EXTRACTED MATERIAL:
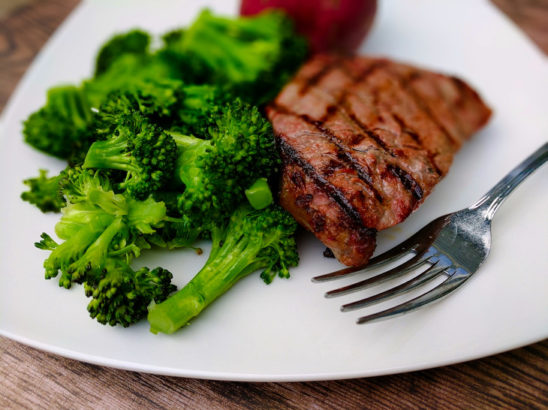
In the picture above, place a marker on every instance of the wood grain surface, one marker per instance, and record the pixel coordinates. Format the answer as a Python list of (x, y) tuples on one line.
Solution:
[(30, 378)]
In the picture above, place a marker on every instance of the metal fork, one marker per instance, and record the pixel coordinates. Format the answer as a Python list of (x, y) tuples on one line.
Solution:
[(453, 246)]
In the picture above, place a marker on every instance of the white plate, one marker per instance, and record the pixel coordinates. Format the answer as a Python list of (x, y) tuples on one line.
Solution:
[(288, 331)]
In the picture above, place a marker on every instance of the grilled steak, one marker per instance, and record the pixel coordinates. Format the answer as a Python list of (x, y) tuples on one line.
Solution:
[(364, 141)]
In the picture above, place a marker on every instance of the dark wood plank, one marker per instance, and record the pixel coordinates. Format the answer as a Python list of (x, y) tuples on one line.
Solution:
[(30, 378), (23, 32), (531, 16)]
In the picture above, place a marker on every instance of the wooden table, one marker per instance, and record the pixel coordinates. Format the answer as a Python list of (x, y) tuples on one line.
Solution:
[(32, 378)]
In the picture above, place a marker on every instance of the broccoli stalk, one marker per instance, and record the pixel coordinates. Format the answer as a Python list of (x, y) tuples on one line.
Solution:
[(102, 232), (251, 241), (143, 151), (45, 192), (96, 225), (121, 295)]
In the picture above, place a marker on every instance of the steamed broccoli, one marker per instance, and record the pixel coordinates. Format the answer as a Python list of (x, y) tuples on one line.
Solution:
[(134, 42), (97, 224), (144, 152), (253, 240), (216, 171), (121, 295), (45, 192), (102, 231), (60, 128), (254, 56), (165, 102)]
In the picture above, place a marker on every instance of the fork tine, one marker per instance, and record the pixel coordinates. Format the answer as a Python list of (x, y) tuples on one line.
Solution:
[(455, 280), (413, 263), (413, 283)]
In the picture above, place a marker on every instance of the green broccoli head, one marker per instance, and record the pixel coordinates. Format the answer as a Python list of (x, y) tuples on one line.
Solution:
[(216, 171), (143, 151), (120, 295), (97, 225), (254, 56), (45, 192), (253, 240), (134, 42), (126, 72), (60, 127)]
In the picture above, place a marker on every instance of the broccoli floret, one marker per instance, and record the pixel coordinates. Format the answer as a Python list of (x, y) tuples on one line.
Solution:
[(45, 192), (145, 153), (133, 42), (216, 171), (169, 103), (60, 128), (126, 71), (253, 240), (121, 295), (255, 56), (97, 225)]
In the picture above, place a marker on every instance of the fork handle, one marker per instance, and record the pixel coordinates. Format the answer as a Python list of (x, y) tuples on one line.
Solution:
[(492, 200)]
--
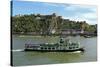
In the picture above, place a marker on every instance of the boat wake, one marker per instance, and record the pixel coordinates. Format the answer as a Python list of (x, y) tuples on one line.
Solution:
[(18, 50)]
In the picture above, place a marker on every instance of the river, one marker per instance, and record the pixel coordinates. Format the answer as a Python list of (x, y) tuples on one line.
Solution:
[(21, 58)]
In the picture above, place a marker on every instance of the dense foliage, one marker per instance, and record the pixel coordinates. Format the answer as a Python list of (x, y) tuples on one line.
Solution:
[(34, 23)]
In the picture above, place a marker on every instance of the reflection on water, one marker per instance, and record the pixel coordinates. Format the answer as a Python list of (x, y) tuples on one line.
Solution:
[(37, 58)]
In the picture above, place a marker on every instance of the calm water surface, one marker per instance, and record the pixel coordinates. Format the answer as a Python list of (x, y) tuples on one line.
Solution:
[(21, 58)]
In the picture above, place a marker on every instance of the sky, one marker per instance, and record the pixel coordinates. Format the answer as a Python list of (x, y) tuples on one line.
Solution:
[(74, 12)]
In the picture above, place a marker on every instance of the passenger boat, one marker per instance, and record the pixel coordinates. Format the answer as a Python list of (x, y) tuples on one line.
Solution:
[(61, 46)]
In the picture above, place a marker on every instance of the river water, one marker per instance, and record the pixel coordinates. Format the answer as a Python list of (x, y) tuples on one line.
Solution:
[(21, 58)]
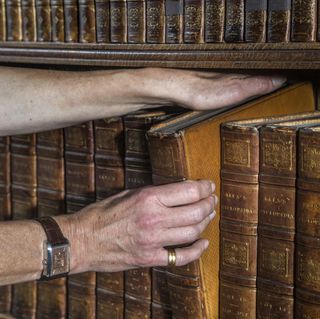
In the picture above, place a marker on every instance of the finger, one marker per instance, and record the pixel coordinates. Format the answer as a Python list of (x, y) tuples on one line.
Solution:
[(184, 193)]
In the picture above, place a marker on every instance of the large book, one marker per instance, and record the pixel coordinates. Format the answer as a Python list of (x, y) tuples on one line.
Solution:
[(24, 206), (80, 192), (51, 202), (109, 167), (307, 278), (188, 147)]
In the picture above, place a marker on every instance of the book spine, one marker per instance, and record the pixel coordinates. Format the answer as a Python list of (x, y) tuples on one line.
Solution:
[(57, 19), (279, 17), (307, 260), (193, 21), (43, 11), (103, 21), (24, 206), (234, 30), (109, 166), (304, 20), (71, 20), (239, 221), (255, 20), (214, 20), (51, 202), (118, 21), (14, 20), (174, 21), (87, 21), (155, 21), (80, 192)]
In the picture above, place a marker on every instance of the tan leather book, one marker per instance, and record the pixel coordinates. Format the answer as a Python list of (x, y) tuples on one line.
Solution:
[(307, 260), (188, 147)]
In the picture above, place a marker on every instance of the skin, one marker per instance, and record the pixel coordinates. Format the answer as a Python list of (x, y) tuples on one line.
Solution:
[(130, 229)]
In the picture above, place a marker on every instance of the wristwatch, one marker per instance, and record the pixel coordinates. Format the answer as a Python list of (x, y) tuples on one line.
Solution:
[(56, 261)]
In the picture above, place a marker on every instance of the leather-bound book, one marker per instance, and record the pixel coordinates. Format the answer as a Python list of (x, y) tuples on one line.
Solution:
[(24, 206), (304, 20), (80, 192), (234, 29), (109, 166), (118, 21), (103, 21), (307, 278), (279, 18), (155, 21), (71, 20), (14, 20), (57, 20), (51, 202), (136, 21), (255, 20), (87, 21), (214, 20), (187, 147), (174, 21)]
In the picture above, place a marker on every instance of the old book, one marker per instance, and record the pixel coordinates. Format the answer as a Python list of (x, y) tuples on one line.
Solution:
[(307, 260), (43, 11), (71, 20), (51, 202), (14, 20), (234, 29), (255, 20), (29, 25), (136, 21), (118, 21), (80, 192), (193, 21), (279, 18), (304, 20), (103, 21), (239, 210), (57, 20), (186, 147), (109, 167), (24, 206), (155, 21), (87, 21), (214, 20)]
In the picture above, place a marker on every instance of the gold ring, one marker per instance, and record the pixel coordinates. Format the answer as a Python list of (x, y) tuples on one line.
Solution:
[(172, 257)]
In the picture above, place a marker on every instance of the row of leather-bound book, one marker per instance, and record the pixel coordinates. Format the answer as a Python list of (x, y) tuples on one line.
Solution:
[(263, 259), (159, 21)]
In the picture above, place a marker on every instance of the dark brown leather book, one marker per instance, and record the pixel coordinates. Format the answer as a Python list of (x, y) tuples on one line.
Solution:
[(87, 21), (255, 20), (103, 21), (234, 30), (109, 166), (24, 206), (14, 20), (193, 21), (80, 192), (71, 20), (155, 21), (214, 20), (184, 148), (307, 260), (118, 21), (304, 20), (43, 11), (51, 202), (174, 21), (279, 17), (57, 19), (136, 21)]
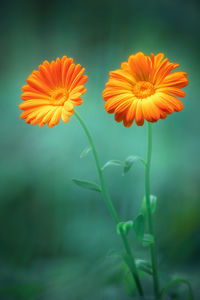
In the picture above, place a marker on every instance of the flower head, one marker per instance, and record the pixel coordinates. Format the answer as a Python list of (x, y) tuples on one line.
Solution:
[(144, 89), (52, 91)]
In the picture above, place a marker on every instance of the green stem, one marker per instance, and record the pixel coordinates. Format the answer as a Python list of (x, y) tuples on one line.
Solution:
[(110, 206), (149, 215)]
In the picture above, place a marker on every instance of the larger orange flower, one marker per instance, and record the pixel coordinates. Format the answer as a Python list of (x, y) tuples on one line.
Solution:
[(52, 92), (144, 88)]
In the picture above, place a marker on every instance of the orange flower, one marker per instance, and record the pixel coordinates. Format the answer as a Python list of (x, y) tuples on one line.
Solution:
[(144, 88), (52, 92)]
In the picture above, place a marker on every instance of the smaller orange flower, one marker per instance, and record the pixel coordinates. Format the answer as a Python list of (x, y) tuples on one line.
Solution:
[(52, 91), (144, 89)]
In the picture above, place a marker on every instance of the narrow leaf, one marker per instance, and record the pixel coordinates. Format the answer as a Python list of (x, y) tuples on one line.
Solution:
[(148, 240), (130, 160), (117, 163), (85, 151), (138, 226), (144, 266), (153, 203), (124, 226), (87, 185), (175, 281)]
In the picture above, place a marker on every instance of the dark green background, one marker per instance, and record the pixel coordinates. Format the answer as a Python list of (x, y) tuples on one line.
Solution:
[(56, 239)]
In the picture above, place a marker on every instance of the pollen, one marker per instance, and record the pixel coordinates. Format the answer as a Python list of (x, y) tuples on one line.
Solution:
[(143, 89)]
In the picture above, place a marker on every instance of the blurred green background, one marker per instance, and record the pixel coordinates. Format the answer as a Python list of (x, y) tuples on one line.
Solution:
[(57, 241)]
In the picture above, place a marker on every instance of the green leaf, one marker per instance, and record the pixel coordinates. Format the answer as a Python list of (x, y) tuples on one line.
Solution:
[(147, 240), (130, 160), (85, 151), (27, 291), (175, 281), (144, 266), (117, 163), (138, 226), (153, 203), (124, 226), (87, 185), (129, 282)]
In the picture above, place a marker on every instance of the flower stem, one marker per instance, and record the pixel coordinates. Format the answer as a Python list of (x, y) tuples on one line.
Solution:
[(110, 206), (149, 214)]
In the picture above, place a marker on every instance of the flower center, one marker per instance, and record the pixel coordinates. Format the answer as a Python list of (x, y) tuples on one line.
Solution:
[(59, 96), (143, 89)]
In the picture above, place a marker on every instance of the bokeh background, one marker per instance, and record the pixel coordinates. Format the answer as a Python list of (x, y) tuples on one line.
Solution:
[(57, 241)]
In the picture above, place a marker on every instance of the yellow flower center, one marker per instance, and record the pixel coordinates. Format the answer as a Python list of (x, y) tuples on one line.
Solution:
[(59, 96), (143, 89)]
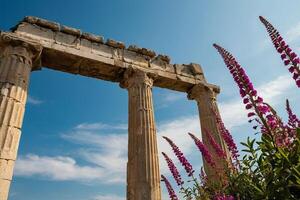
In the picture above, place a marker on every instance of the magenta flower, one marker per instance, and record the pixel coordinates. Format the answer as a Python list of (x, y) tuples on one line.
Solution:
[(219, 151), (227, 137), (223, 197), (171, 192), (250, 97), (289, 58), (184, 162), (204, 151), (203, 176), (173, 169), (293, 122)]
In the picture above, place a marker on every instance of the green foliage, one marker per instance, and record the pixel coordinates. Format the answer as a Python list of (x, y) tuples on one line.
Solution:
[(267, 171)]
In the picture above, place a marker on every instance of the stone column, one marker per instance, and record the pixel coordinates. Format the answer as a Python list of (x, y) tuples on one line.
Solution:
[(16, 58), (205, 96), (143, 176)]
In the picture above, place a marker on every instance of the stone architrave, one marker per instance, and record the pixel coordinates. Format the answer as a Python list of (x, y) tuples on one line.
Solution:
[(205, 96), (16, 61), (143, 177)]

ACTIVITY: If a line in the records contains "stone", report it.

TASK RESULT:
In the picture above, place a marker on every instance of the stone column, one marker per instance, and record the pixel coordinates. Format the answer as a Python list of (x, y) tuples on one line.
In the picture above, place a marker on every instance of the stone architrave, one marker per instance, and record the pixel coordinates. Format the answer as a Python list of (x, y) tuples on one line.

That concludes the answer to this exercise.